--- start STORED RECORDS ---
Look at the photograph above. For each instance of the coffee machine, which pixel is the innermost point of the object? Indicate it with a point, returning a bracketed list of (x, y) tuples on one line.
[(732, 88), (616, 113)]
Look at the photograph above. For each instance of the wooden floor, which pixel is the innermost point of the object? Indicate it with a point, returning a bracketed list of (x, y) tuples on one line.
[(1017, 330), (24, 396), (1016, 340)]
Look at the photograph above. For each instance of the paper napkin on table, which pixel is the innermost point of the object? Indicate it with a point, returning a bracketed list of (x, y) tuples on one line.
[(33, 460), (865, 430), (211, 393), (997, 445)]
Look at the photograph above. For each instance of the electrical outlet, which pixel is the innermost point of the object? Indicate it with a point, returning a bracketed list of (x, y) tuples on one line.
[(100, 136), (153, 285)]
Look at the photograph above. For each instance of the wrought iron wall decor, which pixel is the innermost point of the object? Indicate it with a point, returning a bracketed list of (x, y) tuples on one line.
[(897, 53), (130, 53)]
--- end STORED RECORDS ---
» EXERCISE: Please write out the entries above again, swapping every "innermost point" for "most central point" and leaving everything else unchanged.

» EXERCISE SOLUTION:
Look at the photograph above. For each instance of the coffee machine, which pixel is the most central point of the object? Indicate it with a point, returning a bracketed list of (x, y) tuples on one line.
[(732, 88), (616, 113)]
Look at the photograph above. For each instance of the wooden floor, which pixel is the most central point of the object? Indicate it with a point, returning a bracketed list of (x, y) tuples on one line.
[(1017, 330), (24, 396), (1016, 340)]
Look at the photograph above. For each instance of the paper napkin on table, which pixel is the most central point of the object? Indicate it with a point, returning a bracketed list of (x, y) tuples on one line.
[(33, 460), (865, 430), (211, 393), (997, 445)]
Look at the photograph above. For each instance of the electrical outlet, which pixel is the most central point of the object? Indicate it with a point, returning a bracketed list of (x, y) tuples on one line.
[(100, 136), (153, 285)]
Look at the photograph above. For each instance of the wrought iron wall decor, which pixel is the most central point of the object? Indicate it with a point, returning a bracketed list of (x, y) tuples on one line.
[(897, 53), (130, 53)]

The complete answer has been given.